AVAILABLE RECORDS |

###

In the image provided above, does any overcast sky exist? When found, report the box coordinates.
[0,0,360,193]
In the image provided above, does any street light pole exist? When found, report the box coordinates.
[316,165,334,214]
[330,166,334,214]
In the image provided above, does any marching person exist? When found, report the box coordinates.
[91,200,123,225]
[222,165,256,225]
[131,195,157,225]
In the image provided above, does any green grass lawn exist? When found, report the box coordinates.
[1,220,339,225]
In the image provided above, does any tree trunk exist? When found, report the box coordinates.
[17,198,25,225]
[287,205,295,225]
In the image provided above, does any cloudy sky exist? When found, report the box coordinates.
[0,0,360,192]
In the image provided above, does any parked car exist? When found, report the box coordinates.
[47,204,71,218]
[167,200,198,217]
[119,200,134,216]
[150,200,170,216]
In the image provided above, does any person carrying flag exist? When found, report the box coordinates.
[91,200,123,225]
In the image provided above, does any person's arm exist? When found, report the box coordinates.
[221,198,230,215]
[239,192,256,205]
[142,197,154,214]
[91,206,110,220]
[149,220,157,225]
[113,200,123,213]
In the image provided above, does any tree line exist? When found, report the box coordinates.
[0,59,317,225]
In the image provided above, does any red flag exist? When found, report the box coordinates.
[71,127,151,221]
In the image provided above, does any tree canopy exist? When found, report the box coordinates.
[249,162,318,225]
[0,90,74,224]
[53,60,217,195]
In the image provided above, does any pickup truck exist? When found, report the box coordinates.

###

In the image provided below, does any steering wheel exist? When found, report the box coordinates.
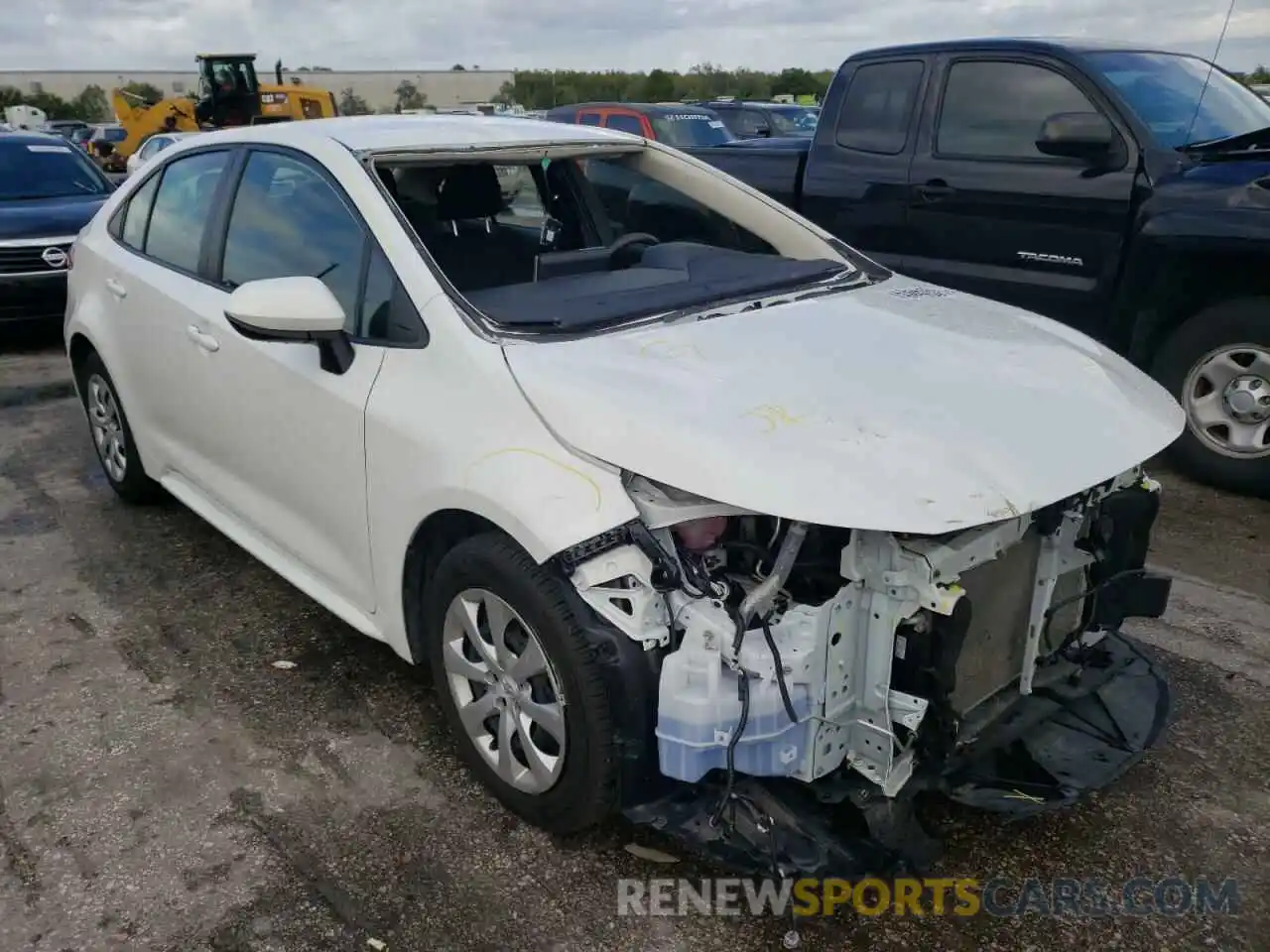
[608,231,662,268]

###

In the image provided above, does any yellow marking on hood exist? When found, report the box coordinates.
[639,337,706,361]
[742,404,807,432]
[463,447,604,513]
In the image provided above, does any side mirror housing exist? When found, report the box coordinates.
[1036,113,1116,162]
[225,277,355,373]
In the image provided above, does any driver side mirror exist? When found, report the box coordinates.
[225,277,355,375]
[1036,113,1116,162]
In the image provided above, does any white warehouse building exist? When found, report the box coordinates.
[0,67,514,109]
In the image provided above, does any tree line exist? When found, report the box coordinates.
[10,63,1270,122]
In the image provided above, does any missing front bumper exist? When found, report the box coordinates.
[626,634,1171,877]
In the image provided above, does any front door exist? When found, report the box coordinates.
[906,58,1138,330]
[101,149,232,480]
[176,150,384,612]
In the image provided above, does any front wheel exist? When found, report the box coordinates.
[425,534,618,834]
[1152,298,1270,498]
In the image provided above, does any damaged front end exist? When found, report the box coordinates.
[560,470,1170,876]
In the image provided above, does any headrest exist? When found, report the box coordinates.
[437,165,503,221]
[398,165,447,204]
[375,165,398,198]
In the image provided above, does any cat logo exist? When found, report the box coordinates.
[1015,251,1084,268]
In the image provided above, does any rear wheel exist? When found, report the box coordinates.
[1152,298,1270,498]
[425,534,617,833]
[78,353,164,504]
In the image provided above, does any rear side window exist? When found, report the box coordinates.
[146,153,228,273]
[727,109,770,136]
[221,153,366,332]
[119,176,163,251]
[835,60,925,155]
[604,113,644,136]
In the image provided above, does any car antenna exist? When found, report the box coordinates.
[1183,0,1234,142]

###

Resize the rows from the line containing "In the image provided above, does any green" up to and including the line containing "[287,205,295,225]". Reproduce each of those lines, requests included, and multiply every bounding-box coordinate in the answers by 2.15, rounding to the nearest whole number with halves rounded up.

In the image provided above, does any green grass lawn exist? When found, report the box coordinates.
[2,473,729,484]
In the image provided above, does any tree trunk exist? When found, report the box coordinates.
[37,426,54,484]
[617,441,634,484]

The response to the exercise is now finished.